* Given records *
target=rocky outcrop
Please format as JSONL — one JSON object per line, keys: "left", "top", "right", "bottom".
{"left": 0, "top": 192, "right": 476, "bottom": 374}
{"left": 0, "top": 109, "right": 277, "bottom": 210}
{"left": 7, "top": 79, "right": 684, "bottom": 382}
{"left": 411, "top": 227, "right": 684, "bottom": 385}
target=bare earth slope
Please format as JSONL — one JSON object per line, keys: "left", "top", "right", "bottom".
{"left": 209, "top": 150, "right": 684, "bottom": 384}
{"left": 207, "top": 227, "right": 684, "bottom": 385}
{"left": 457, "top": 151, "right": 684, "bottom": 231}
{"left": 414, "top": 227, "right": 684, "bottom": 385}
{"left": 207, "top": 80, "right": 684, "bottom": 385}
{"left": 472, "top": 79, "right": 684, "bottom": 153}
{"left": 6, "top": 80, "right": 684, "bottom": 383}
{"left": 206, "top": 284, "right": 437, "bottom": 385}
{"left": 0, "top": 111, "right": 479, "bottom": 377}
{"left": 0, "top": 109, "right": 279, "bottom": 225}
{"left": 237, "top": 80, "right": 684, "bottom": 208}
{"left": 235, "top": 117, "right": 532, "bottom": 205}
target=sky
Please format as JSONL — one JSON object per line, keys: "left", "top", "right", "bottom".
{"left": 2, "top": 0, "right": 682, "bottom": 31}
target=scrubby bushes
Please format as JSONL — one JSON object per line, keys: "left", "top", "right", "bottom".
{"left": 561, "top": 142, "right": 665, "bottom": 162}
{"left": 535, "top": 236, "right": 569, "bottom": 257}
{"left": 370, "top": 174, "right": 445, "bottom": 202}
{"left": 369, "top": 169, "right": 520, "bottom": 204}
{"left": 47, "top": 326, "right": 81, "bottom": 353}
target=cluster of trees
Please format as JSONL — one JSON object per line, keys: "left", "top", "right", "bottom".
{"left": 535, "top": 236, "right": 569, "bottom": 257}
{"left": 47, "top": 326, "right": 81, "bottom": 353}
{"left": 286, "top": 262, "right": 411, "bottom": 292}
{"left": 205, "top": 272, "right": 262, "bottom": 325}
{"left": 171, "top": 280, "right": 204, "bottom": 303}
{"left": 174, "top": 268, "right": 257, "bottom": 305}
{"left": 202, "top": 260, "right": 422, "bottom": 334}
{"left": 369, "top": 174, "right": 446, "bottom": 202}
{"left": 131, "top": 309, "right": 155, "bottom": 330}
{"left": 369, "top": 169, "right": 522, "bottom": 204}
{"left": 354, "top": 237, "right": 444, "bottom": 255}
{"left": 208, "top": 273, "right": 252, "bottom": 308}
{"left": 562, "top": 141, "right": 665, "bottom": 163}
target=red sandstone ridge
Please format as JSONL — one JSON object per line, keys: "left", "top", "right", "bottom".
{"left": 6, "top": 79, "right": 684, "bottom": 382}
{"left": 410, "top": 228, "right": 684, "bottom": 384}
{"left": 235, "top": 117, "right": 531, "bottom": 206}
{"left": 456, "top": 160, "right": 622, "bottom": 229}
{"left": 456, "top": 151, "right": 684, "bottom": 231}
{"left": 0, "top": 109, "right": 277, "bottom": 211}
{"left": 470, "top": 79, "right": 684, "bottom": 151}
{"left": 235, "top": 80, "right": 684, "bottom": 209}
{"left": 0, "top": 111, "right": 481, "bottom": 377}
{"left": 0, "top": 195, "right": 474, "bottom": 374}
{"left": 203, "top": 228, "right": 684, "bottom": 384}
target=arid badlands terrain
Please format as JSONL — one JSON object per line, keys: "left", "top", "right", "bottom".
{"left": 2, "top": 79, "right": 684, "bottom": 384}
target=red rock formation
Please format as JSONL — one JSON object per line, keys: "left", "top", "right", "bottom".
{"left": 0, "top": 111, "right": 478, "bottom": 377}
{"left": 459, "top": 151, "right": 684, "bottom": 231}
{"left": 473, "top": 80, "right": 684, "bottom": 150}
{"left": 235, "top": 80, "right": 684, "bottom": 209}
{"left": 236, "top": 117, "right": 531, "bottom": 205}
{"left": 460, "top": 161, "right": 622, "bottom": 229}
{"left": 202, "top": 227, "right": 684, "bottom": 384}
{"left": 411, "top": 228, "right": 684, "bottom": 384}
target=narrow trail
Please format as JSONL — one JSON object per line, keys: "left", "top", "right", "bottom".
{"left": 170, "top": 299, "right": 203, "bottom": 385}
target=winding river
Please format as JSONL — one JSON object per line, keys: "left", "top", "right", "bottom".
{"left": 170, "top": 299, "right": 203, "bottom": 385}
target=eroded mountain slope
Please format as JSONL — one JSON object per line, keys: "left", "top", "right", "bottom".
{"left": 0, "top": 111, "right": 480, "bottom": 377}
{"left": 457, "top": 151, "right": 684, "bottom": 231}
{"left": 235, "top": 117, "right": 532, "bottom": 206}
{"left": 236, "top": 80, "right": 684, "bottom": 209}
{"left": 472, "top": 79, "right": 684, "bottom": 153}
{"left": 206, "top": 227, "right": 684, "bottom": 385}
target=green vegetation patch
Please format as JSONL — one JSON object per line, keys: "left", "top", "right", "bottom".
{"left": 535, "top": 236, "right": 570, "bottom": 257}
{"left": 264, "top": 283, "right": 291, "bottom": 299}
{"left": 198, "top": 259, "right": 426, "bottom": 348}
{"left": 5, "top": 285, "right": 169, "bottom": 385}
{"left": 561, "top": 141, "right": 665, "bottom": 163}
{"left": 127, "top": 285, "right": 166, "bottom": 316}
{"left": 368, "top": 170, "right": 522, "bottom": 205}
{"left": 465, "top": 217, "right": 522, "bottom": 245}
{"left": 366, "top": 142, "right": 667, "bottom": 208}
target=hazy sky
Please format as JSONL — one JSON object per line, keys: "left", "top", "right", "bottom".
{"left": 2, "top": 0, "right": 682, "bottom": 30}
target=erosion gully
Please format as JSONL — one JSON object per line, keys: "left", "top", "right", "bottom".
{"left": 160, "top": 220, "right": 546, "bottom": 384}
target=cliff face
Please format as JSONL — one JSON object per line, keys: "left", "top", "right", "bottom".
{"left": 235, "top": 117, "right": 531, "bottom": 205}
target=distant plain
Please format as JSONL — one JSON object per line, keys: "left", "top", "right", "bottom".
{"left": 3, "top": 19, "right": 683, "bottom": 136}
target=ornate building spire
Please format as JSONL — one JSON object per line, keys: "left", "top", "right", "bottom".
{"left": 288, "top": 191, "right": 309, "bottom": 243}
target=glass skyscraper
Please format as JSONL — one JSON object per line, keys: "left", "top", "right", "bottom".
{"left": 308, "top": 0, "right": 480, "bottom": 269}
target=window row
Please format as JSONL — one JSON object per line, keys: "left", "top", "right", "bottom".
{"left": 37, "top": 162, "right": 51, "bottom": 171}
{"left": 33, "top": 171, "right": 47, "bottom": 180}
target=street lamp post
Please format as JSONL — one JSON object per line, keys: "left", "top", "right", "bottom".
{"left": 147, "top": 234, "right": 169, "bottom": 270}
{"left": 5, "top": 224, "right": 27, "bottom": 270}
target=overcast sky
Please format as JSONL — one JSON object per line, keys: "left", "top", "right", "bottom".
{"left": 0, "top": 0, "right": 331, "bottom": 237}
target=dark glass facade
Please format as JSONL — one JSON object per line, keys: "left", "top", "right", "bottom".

* The task *
Retype the material precisely, leaving out no line.

* Task result *
target=rocky outcrop
Please format as JSONL — one JSON object per line, keys: "left", "top", "right", "bottom".
{"left": 0, "top": 192, "right": 476, "bottom": 374}
{"left": 0, "top": 109, "right": 277, "bottom": 210}
{"left": 7, "top": 79, "right": 684, "bottom": 382}
{"left": 411, "top": 227, "right": 684, "bottom": 385}
target=bare earth slope
Please format as JSONL — one JSON object per line, keys: "left", "top", "right", "bottom".
{"left": 209, "top": 150, "right": 684, "bottom": 384}
{"left": 207, "top": 227, "right": 684, "bottom": 385}
{"left": 457, "top": 151, "right": 684, "bottom": 231}
{"left": 414, "top": 227, "right": 684, "bottom": 385}
{"left": 207, "top": 80, "right": 684, "bottom": 385}
{"left": 472, "top": 79, "right": 684, "bottom": 153}
{"left": 6, "top": 80, "right": 684, "bottom": 383}
{"left": 206, "top": 284, "right": 437, "bottom": 385}
{"left": 0, "top": 111, "right": 479, "bottom": 377}
{"left": 0, "top": 109, "right": 279, "bottom": 225}
{"left": 237, "top": 80, "right": 684, "bottom": 208}
{"left": 235, "top": 117, "right": 532, "bottom": 205}
target=sky
Please format as JSONL — one JSON object per line, keys: "left", "top", "right", "bottom".
{"left": 2, "top": 0, "right": 682, "bottom": 31}
target=scrubby bushes
Please format as JSONL — one JSON object per line, keys: "left", "top", "right", "bottom".
{"left": 561, "top": 142, "right": 665, "bottom": 162}
{"left": 535, "top": 236, "right": 569, "bottom": 257}
{"left": 370, "top": 174, "right": 445, "bottom": 202}
{"left": 369, "top": 169, "right": 520, "bottom": 204}
{"left": 47, "top": 326, "right": 81, "bottom": 353}
target=cluster of trees
Please format as JSONL — one JSON object per line, keys: "left", "top", "right", "bottom".
{"left": 535, "top": 236, "right": 569, "bottom": 257}
{"left": 47, "top": 326, "right": 81, "bottom": 353}
{"left": 286, "top": 262, "right": 411, "bottom": 292}
{"left": 205, "top": 272, "right": 262, "bottom": 325}
{"left": 171, "top": 280, "right": 204, "bottom": 303}
{"left": 174, "top": 268, "right": 257, "bottom": 305}
{"left": 202, "top": 260, "right": 422, "bottom": 334}
{"left": 369, "top": 174, "right": 446, "bottom": 202}
{"left": 131, "top": 309, "right": 155, "bottom": 330}
{"left": 369, "top": 169, "right": 522, "bottom": 204}
{"left": 354, "top": 237, "right": 444, "bottom": 255}
{"left": 208, "top": 273, "right": 252, "bottom": 308}
{"left": 562, "top": 141, "right": 665, "bottom": 163}
target=red sandstone ridge
Please format as JSONL — one JSON object per line, keys: "left", "top", "right", "bottom".
{"left": 6, "top": 79, "right": 684, "bottom": 382}
{"left": 410, "top": 228, "right": 684, "bottom": 384}
{"left": 235, "top": 117, "right": 531, "bottom": 206}
{"left": 456, "top": 160, "right": 622, "bottom": 229}
{"left": 456, "top": 151, "right": 684, "bottom": 231}
{"left": 0, "top": 109, "right": 277, "bottom": 211}
{"left": 470, "top": 79, "right": 684, "bottom": 151}
{"left": 235, "top": 80, "right": 684, "bottom": 209}
{"left": 0, "top": 111, "right": 481, "bottom": 377}
{"left": 0, "top": 195, "right": 474, "bottom": 374}
{"left": 203, "top": 228, "right": 684, "bottom": 384}
target=arid badlands terrain
Please format as JSONL — one JSON object per line, keys: "left", "top", "right", "bottom".
{"left": 2, "top": 79, "right": 684, "bottom": 384}
target=red rock formation
Please format as JSONL — one JSON object per line, keys: "left", "top", "right", "bottom".
{"left": 0, "top": 111, "right": 478, "bottom": 377}
{"left": 459, "top": 151, "right": 684, "bottom": 231}
{"left": 473, "top": 80, "right": 684, "bottom": 150}
{"left": 235, "top": 80, "right": 684, "bottom": 209}
{"left": 236, "top": 117, "right": 531, "bottom": 205}
{"left": 460, "top": 161, "right": 622, "bottom": 229}
{"left": 202, "top": 227, "right": 684, "bottom": 384}
{"left": 411, "top": 228, "right": 684, "bottom": 384}
target=narrow trail
Please format as JSONL — one JSON object per line, keys: "left", "top", "right", "bottom".
{"left": 170, "top": 299, "right": 203, "bottom": 385}
target=winding river
Please format as JSONL — one JSON object per line, keys: "left", "top", "right", "bottom".
{"left": 170, "top": 299, "right": 203, "bottom": 385}
target=eroded mountain slope
Please format as JSONL — one JSON object per line, keys: "left", "top", "right", "bottom".
{"left": 0, "top": 111, "right": 480, "bottom": 377}
{"left": 457, "top": 151, "right": 684, "bottom": 231}
{"left": 235, "top": 117, "right": 532, "bottom": 206}
{"left": 236, "top": 80, "right": 684, "bottom": 209}
{"left": 472, "top": 79, "right": 684, "bottom": 153}
{"left": 206, "top": 227, "right": 684, "bottom": 385}
target=green vegetation patch
Please format as JSONL — one JSON object per line, keys: "left", "top", "right", "bottom".
{"left": 535, "top": 236, "right": 570, "bottom": 257}
{"left": 264, "top": 283, "right": 291, "bottom": 299}
{"left": 198, "top": 259, "right": 426, "bottom": 348}
{"left": 5, "top": 285, "right": 169, "bottom": 385}
{"left": 561, "top": 141, "right": 665, "bottom": 163}
{"left": 127, "top": 285, "right": 166, "bottom": 316}
{"left": 368, "top": 170, "right": 522, "bottom": 205}
{"left": 465, "top": 217, "right": 522, "bottom": 245}
{"left": 366, "top": 142, "right": 667, "bottom": 208}
target=hazy sky
Please format as JSONL — one JSON object per line, keys: "left", "top", "right", "bottom".
{"left": 2, "top": 0, "right": 682, "bottom": 30}
target=erosion gully
Please format as JSONL — one JSON object per line, keys: "left", "top", "right", "bottom".
{"left": 160, "top": 220, "right": 546, "bottom": 384}
target=cliff face
Please format as JSONL — one JSON object per line, keys: "left", "top", "right", "bottom".
{"left": 235, "top": 117, "right": 531, "bottom": 205}
target=distant plain
Please format as JSONL — one JSON object per line, keys: "left", "top", "right", "bottom".
{"left": 3, "top": 19, "right": 683, "bottom": 136}
target=ornate building spire
Please format as JSONL — one JSON object per line, keys: "left", "top", "right", "bottom".
{"left": 288, "top": 191, "right": 309, "bottom": 243}
target=glass skyscraper
Please format as JSONL — one JSON object per line, keys: "left", "top", "right", "bottom".
{"left": 308, "top": 0, "right": 480, "bottom": 269}
target=window row
Please format as JSONL — one JSON object per line, keys: "left", "top", "right", "bottom".
{"left": 37, "top": 162, "right": 51, "bottom": 171}
{"left": 33, "top": 171, "right": 47, "bottom": 180}
target=street lamp post
Please format as JSONL — one JSON object per line, keys: "left", "top", "right", "bottom".
{"left": 147, "top": 234, "right": 169, "bottom": 270}
{"left": 5, "top": 224, "right": 27, "bottom": 270}
target=overcast sky
Please format as JSONL — one JSON object per line, keys: "left", "top", "right", "bottom".
{"left": 0, "top": 0, "right": 331, "bottom": 237}
target=dark glass facade
Please format as JSONL — one JSON object per line, keys: "left", "top", "right", "bottom".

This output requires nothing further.